Check your understanding:
1. Write out the passage on lifestyle intervention and Alzheimer's disease from "Furthermore, these costs" up to and including "disease course alteration.".
2. Answer these questions using the passage on lifestyle intervention and Alzheimer's disease:
(a) How many people in the United States live with an Alzheimer's diagnosis?
(b) How many diagnoses worldwide are projected by 2050?
(c) Which drug has the FDA approved for disease course alteration?
3. Carry on the passage on lifestyle intervention and Alzheimer's disease, starting after its last sentence.

Document text:
**********

Lifestyle Intervention and Alzheimer’s Disease

Alzheimer’s disease (AD), the most prevalent type of dementia, represents the fastest-growing epidemic both in the United States and globally.

Currently, nearly 50 million individuals worldwide have been diagnosed with AD, and in the United States alone, there are more than 6.2 million who live with the diagnosis, with 1 new person diagnosed every 64 seconds.

Analysis projects an increase to 152 million diagnoses world-wide by 2050.

The emotional and financial costs of AD are staggering. In comparison, heart disease costs the US health-care system approximately $120 billion, while AD costs $355 billion in direct costs and another $257 billion in indirect costs.

Furthermore, these costs are expected to grow to more than $1.1 trillion in the next 20 years, significantly affecting the healthcare system.

Despite billions of dollars of investment over the last few decades for the treatment of AD, the US Food and Drug Administration (FDA) has approved only 1 drug — Aduhelm (aducanumab-avwa) — for disease course alteration.

Due to its minimal demonstrated benefits and potential adverse effects, its approval has been controversial.

Yet our under-standing of dementia etiology suggests that prevention or delay of onset of disease, through a comprehensive lifestyle intervention, may be a powerful option, as delaying symptoms by only 5 years may result in 41% fewer cases.

**********

(Referring expression data)
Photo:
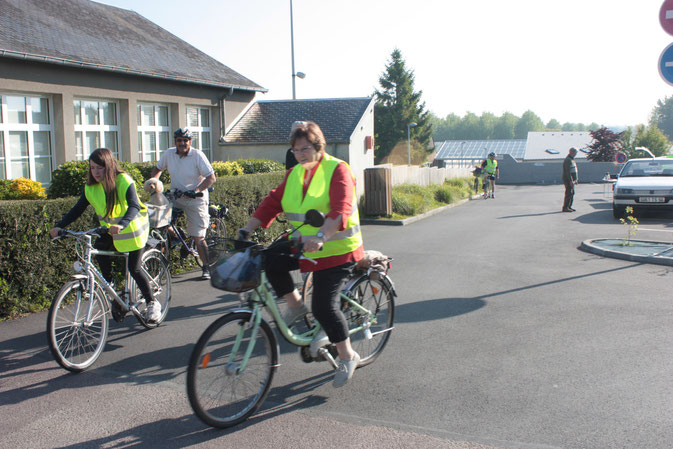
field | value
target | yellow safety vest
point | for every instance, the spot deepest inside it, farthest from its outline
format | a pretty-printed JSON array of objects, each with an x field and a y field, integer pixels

**********

Responses to the tasks:
1.
Furthermore, these costs are expected to grow to more than $1.1 trillion in the next 20 years, significantly affecting the healthcare system.

Despite billions of dollars of investment over the last few decades for the treatment of AD, the US Food and Drug Administration (FDA) has approved only 1 drug — Aduhelm (aducanumab-avwa) — for disease course alteration.

2.
(a) More than 6.2 million
(b) 152 million
(c) Aduhelm (aducanumab-avwa)

3.
To date, our myopic approach to AD has hindered a detailed look into cognitive decline and lifestyle.9 Our focus has been on only 2 molecules, amyloid-beta (Aβ) peptide and hyperphosphorylated tau (p-tau), based on initial research demonstrating their role in the initiation and progression of disease.

Consequently, for the last few decades, the singular focus of research has been to block creation and accumulation of these proteins.

However, no drug targeting these proteins has demonstrated clinically meaningful results in AD treatment in clinical trials.

Yet there is plenty of research that implicates other factors in propagating or accelerating the disease process, including inflammation, oxidation, glucose dysregulation (insulin resistance/diabetes), lipid dysregulation, and direct toxic metabolic and traumatic processes.

Recognition of that has led to current interventional studies focusing on the effects of lifestyle intervention on individuals at risk of developing AD.